The exercise: Only the lines from the line holding "Question. Provide a point on each instance of the shrub" through the final line of the entries below are to be returned, exactly as they stand.

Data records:

========================================

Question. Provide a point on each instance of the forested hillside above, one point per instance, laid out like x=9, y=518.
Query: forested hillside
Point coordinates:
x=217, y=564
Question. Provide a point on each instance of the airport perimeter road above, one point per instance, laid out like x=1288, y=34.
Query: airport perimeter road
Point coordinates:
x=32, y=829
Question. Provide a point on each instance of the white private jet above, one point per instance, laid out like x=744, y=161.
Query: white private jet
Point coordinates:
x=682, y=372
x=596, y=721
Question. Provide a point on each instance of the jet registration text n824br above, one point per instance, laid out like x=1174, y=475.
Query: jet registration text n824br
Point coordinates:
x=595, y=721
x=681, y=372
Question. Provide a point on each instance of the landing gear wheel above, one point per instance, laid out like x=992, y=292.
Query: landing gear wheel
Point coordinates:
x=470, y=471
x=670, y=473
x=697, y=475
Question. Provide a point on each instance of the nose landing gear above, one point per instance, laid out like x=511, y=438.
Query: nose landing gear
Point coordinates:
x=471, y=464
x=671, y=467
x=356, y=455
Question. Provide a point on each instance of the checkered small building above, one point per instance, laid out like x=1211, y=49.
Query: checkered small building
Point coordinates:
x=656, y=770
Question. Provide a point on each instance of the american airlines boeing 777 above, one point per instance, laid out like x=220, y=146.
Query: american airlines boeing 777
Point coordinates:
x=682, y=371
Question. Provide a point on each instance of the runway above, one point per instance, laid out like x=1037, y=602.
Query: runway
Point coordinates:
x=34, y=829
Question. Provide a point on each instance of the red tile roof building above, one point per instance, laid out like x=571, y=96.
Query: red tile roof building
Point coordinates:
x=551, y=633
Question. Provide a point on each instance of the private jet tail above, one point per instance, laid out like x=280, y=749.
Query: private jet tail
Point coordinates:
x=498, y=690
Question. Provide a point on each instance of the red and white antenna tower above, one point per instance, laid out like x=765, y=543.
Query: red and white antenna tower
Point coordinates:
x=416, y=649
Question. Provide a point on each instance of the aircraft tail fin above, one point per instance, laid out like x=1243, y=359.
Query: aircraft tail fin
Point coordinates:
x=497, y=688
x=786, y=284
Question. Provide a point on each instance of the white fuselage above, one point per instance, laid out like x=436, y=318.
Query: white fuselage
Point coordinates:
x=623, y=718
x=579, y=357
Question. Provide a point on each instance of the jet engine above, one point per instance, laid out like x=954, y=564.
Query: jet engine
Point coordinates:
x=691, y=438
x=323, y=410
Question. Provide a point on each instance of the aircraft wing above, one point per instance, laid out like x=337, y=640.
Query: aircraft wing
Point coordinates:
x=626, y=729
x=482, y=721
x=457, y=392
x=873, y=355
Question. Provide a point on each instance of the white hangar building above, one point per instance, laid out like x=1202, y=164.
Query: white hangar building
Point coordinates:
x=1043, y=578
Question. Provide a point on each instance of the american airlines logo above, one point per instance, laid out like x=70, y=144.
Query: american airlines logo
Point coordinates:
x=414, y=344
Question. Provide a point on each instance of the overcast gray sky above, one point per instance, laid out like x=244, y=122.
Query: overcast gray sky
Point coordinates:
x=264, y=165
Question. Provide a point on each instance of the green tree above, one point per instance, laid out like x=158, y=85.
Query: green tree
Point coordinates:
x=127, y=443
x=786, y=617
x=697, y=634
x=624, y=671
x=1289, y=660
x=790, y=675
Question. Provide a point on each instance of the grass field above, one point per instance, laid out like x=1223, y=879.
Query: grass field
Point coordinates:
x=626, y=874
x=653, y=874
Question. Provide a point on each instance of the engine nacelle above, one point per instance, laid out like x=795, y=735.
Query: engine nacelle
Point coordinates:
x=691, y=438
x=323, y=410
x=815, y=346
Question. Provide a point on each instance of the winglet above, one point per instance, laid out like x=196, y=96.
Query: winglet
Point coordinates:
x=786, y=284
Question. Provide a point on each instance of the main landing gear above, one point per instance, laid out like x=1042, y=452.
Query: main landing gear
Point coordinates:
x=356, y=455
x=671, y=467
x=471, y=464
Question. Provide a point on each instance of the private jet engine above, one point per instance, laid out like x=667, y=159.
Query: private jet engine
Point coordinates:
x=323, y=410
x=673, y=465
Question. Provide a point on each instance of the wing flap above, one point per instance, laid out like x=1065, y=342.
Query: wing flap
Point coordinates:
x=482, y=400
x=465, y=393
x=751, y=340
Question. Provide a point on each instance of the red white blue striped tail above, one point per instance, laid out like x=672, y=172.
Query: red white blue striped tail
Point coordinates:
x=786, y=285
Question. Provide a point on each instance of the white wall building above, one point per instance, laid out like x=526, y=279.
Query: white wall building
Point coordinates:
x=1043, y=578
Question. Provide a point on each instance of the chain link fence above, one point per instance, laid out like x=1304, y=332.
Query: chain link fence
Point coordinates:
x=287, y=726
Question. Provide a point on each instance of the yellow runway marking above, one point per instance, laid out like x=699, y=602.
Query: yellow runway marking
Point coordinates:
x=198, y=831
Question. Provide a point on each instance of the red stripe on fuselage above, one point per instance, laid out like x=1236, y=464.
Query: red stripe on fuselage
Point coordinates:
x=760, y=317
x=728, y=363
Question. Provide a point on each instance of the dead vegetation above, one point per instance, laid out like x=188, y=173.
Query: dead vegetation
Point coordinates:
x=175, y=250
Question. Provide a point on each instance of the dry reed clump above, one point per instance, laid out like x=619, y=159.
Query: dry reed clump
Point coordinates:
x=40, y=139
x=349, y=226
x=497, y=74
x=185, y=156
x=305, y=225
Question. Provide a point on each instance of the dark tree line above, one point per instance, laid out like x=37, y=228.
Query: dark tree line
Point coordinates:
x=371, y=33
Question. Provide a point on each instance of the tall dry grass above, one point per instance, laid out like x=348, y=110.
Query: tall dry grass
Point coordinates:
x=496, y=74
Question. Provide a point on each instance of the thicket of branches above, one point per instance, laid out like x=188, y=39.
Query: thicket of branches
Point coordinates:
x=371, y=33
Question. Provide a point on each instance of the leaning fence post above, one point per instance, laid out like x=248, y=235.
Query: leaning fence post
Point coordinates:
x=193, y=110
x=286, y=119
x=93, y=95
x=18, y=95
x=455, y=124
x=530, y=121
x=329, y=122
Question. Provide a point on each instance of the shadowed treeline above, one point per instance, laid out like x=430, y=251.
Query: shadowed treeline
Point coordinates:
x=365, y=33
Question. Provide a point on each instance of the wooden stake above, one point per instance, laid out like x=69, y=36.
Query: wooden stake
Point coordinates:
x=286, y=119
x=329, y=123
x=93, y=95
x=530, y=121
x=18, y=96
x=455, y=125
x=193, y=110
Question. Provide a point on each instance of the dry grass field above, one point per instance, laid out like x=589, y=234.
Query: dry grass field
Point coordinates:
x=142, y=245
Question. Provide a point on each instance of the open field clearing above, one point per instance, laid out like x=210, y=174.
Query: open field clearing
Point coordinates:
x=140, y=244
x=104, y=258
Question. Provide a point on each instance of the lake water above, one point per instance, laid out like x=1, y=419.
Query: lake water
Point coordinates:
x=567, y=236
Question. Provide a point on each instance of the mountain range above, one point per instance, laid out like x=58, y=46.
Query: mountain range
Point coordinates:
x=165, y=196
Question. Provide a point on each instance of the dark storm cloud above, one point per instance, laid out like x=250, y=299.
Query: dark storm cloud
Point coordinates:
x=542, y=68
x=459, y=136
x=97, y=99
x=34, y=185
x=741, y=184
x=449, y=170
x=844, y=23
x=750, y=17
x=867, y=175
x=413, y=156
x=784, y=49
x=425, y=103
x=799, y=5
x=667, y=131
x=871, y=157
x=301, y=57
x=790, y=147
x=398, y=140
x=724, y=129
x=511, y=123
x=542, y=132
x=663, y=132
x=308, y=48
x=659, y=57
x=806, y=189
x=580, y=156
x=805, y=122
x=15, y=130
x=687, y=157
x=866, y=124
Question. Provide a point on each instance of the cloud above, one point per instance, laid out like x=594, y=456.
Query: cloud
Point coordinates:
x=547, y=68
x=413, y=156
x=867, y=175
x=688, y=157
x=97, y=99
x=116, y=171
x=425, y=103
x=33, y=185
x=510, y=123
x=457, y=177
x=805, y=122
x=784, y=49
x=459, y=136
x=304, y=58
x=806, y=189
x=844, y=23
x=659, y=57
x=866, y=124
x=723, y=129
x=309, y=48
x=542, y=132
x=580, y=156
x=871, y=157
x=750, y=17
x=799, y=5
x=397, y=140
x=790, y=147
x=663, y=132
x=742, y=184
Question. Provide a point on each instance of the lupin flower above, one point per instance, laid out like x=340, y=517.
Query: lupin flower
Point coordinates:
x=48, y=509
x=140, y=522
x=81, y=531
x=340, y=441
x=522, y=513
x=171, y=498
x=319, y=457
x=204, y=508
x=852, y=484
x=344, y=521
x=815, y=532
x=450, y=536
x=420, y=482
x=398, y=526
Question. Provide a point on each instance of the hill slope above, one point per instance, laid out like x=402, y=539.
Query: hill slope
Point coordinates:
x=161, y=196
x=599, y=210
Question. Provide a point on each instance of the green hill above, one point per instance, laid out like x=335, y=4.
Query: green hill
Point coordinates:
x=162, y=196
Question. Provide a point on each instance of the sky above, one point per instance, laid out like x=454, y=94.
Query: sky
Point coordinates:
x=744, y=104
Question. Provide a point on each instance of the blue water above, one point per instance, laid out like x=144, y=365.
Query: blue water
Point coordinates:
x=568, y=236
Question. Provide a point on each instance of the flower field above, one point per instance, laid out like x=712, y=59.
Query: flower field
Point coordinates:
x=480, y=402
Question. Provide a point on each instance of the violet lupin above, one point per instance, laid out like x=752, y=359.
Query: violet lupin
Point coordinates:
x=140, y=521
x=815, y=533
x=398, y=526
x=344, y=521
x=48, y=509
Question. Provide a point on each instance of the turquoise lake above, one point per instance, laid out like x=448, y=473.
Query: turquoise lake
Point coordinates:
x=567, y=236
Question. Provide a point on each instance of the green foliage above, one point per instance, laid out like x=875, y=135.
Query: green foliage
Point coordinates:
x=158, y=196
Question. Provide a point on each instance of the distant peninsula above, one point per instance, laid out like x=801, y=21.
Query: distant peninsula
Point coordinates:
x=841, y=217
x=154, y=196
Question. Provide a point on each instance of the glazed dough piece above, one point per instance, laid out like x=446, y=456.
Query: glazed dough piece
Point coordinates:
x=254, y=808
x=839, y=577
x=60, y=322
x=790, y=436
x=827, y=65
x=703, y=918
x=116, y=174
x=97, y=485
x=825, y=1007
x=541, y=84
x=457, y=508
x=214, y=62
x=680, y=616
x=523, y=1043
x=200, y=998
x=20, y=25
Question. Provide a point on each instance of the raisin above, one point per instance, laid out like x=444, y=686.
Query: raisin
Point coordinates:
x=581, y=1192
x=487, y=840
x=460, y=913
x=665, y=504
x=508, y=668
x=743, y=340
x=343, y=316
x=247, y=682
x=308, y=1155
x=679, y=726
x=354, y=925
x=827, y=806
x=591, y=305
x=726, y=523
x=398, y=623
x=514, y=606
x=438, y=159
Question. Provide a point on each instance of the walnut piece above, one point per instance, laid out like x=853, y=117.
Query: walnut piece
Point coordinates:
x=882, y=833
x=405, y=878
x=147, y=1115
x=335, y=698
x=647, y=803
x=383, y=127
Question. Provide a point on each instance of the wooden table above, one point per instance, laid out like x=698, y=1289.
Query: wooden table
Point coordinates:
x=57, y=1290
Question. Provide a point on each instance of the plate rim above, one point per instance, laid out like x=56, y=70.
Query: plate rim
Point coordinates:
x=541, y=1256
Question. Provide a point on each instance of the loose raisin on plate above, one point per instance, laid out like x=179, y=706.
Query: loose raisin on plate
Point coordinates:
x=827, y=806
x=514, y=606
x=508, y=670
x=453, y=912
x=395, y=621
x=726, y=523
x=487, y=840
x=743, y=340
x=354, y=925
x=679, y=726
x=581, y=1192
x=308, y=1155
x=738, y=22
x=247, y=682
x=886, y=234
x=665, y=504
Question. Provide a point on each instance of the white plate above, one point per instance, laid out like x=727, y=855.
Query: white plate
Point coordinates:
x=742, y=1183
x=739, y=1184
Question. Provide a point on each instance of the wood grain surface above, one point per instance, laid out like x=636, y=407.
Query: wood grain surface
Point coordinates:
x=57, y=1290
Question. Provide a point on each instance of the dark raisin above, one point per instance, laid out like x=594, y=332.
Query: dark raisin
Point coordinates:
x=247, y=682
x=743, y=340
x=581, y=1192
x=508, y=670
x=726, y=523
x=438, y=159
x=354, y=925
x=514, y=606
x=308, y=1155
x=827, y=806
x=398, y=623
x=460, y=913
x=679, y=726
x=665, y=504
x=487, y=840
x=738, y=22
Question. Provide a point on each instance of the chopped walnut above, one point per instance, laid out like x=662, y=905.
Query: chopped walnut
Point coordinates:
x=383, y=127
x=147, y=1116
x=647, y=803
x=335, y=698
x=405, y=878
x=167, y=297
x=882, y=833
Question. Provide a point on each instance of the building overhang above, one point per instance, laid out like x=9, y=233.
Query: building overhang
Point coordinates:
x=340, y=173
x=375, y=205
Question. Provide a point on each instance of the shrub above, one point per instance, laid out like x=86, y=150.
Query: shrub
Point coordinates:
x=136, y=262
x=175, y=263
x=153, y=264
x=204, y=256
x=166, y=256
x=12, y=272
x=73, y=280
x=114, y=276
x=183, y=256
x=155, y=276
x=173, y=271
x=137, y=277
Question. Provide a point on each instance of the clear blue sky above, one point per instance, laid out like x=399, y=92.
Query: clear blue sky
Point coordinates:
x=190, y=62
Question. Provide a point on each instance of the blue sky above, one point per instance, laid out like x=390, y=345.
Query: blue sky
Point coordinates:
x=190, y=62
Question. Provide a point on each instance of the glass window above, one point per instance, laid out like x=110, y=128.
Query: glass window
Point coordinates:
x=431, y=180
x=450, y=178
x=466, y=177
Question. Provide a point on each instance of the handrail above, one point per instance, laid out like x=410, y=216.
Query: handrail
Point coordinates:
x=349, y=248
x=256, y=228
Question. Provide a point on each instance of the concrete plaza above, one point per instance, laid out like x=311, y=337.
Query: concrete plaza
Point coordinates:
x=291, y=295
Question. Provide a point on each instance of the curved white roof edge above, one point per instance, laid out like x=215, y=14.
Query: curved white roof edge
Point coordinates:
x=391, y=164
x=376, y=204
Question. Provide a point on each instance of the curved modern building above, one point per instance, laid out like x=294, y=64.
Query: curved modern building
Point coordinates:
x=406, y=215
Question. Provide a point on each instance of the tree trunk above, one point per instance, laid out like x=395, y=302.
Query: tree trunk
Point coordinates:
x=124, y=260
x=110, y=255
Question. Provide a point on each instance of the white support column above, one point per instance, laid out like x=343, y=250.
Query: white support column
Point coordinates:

========================================

Reply to the task:
Question. Provide a point on each instance of the shrub above, one point per instance, laid out like x=86, y=150.
Query: shrub
Point coordinates:
x=136, y=262
x=175, y=263
x=153, y=264
x=204, y=256
x=166, y=256
x=12, y=272
x=73, y=280
x=114, y=276
x=183, y=256
x=155, y=276
x=173, y=271
x=137, y=277
Question. Provide a point on each instance of the clear blue sky above, one point per instance, laid out like x=399, y=92.
Query: clear blue sky
Point coordinates:
x=190, y=62
Question. Provide a point on each instance of the blue sky above, one point per instance, laid out like x=390, y=345.
Query: blue sky
Point coordinates:
x=190, y=62
Question. Provide a point on each instance of the glass window above, one point per instance, laid out like x=110, y=128.
Query: glass window
Point coordinates:
x=431, y=180
x=450, y=178
x=466, y=177
Question. Provide a point on each instance of the handrail above, one point per instance, laid out like x=410, y=216.
Query: handrail
Point coordinates:
x=349, y=248
x=256, y=228
Question. Provide a point on each instance of the concrete plaza above, one point per instance, laid out like x=311, y=337.
Query: concrete plaza
Point coordinates:
x=291, y=295
Question. Provide a point on each instance of the curved white roof edge above, one point per instance, laid out like x=215, y=14.
Query: curved white roof edge
Point coordinates:
x=391, y=164
x=376, y=204
Question. Provide a point on each instance of the curved modern building above, one point per instance, laid out like x=294, y=64.
Query: curved modern building
Point coordinates:
x=406, y=215
Question. Provide a point on each instance of the tree trunk above, one point per instance, laid out like x=395, y=302.
Query: tree trunk
Point coordinates:
x=124, y=260
x=110, y=255
Question. Provide a point on each instance of the white support column above, one point per instance, laid out like x=343, y=250.
Query: white support column
Point coordinates:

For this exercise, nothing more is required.